[Opening DATA LISTING section]

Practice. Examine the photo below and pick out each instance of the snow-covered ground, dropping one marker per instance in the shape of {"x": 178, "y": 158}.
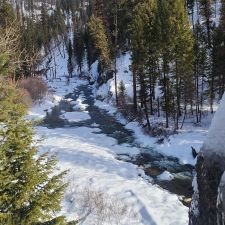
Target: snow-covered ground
{"x": 178, "y": 145}
{"x": 97, "y": 178}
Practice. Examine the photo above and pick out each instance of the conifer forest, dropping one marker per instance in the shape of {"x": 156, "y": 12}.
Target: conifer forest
{"x": 112, "y": 112}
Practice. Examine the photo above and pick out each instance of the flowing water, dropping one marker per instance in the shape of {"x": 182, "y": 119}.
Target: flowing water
{"x": 151, "y": 161}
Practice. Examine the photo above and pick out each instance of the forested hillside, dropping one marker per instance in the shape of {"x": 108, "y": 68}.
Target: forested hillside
{"x": 104, "y": 109}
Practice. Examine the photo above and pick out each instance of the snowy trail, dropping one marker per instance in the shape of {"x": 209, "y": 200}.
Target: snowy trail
{"x": 91, "y": 158}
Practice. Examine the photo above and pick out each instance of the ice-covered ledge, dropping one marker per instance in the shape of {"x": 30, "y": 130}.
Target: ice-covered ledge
{"x": 214, "y": 146}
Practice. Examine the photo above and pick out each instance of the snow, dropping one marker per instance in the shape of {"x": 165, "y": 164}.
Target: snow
{"x": 91, "y": 160}
{"x": 75, "y": 116}
{"x": 165, "y": 176}
{"x": 215, "y": 143}
{"x": 123, "y": 74}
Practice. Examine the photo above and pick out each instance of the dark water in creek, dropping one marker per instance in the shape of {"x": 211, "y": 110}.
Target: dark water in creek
{"x": 151, "y": 161}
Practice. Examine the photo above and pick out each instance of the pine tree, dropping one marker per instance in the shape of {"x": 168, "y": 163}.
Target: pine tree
{"x": 70, "y": 66}
{"x": 29, "y": 192}
{"x": 78, "y": 46}
{"x": 98, "y": 35}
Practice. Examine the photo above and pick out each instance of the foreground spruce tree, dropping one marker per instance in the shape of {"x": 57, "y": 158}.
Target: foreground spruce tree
{"x": 29, "y": 192}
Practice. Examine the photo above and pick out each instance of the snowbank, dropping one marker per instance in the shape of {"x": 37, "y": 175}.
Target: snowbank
{"x": 215, "y": 142}
{"x": 75, "y": 116}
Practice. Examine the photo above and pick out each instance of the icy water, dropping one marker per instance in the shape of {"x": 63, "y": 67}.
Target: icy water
{"x": 151, "y": 161}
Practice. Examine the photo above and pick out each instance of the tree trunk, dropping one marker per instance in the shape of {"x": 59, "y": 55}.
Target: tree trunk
{"x": 208, "y": 179}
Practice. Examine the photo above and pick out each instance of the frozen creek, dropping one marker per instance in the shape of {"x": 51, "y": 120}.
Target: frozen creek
{"x": 100, "y": 134}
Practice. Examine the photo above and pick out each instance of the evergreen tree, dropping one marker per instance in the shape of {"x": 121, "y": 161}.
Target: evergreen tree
{"x": 78, "y": 46}
{"x": 98, "y": 35}
{"x": 70, "y": 66}
{"x": 29, "y": 192}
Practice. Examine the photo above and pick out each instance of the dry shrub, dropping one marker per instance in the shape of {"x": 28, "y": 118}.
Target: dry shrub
{"x": 93, "y": 206}
{"x": 36, "y": 87}
{"x": 25, "y": 97}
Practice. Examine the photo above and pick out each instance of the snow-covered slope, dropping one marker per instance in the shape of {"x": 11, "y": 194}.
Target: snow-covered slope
{"x": 91, "y": 159}
{"x": 214, "y": 145}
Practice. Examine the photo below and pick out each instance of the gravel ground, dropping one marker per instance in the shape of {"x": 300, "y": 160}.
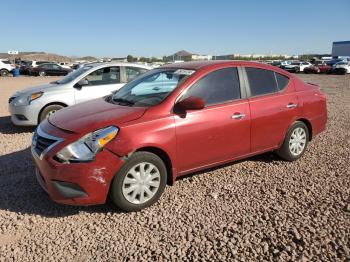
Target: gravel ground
{"x": 258, "y": 209}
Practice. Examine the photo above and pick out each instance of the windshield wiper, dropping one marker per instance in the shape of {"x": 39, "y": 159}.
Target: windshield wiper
{"x": 123, "y": 101}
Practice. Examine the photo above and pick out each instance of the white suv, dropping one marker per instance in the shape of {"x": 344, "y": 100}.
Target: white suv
{"x": 342, "y": 67}
{"x": 5, "y": 67}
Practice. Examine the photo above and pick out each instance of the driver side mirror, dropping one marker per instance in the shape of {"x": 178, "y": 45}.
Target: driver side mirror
{"x": 190, "y": 103}
{"x": 82, "y": 82}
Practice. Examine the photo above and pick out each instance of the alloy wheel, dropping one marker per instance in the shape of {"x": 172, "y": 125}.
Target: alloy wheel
{"x": 141, "y": 183}
{"x": 297, "y": 141}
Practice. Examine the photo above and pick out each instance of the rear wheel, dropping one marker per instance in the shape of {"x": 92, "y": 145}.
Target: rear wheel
{"x": 295, "y": 142}
{"x": 139, "y": 183}
{"x": 48, "y": 111}
{"x": 3, "y": 72}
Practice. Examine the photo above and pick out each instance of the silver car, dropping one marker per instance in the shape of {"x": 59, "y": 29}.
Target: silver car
{"x": 32, "y": 105}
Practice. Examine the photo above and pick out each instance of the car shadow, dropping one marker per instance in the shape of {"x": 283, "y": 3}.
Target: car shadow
{"x": 268, "y": 157}
{"x": 6, "y": 127}
{"x": 21, "y": 193}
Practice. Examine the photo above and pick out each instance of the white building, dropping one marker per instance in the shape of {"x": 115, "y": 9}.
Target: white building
{"x": 341, "y": 48}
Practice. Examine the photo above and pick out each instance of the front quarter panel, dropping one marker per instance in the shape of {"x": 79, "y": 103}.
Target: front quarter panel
{"x": 158, "y": 132}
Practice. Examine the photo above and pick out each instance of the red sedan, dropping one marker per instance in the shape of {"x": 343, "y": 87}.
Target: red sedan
{"x": 171, "y": 121}
{"x": 319, "y": 69}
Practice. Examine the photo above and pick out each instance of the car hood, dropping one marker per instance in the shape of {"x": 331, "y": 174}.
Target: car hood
{"x": 35, "y": 89}
{"x": 95, "y": 114}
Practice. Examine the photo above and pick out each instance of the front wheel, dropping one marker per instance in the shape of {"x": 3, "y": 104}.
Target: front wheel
{"x": 48, "y": 111}
{"x": 139, "y": 183}
{"x": 3, "y": 72}
{"x": 295, "y": 142}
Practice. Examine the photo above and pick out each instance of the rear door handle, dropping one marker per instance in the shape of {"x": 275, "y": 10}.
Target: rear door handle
{"x": 238, "y": 116}
{"x": 291, "y": 105}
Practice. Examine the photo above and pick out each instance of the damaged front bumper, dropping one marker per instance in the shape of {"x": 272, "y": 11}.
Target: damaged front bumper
{"x": 77, "y": 183}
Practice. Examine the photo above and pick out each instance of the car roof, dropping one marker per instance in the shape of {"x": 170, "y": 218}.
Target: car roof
{"x": 198, "y": 65}
{"x": 103, "y": 64}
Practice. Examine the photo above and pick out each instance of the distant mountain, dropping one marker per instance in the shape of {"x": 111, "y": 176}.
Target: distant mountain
{"x": 182, "y": 53}
{"x": 86, "y": 58}
{"x": 38, "y": 56}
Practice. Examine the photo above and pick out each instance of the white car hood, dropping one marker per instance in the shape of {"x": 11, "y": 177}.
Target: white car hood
{"x": 35, "y": 89}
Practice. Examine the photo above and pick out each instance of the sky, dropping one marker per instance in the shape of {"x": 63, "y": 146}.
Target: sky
{"x": 157, "y": 28}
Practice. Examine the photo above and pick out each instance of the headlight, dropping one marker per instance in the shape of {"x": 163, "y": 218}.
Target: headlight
{"x": 86, "y": 148}
{"x": 25, "y": 100}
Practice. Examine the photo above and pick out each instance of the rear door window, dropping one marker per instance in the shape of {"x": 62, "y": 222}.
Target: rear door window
{"x": 217, "y": 87}
{"x": 282, "y": 81}
{"x": 261, "y": 81}
{"x": 104, "y": 76}
{"x": 133, "y": 72}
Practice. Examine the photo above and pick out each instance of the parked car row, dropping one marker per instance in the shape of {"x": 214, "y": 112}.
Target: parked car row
{"x": 6, "y": 67}
{"x": 128, "y": 141}
{"x": 335, "y": 66}
{"x": 33, "y": 105}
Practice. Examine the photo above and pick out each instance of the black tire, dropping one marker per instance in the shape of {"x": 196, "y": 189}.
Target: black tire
{"x": 284, "y": 151}
{"x": 4, "y": 72}
{"x": 116, "y": 193}
{"x": 49, "y": 110}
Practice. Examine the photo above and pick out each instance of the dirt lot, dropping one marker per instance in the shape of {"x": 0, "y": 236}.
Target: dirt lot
{"x": 258, "y": 209}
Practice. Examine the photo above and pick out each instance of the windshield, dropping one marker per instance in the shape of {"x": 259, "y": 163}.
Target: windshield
{"x": 73, "y": 75}
{"x": 151, "y": 88}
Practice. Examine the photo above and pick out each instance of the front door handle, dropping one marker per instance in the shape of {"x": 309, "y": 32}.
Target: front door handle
{"x": 238, "y": 116}
{"x": 291, "y": 105}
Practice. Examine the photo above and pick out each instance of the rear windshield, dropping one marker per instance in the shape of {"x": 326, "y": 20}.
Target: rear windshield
{"x": 73, "y": 75}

[Closing DATA LISTING section]

| EXERCISE PROMPT |
Select from the material above each line in which the string "below" appears, and list those lines.

| WRITTEN ANSWER |
Practice. Examine the photo below and pick out each instance of the snow-covered ground, dropping one marker per instance in the shape of {"x": 178, "y": 158}.
Practice. Examine the photo below and pick out each instance of the gravel ground, dropping one marker per instance in the shape of {"x": 300, "y": 160}.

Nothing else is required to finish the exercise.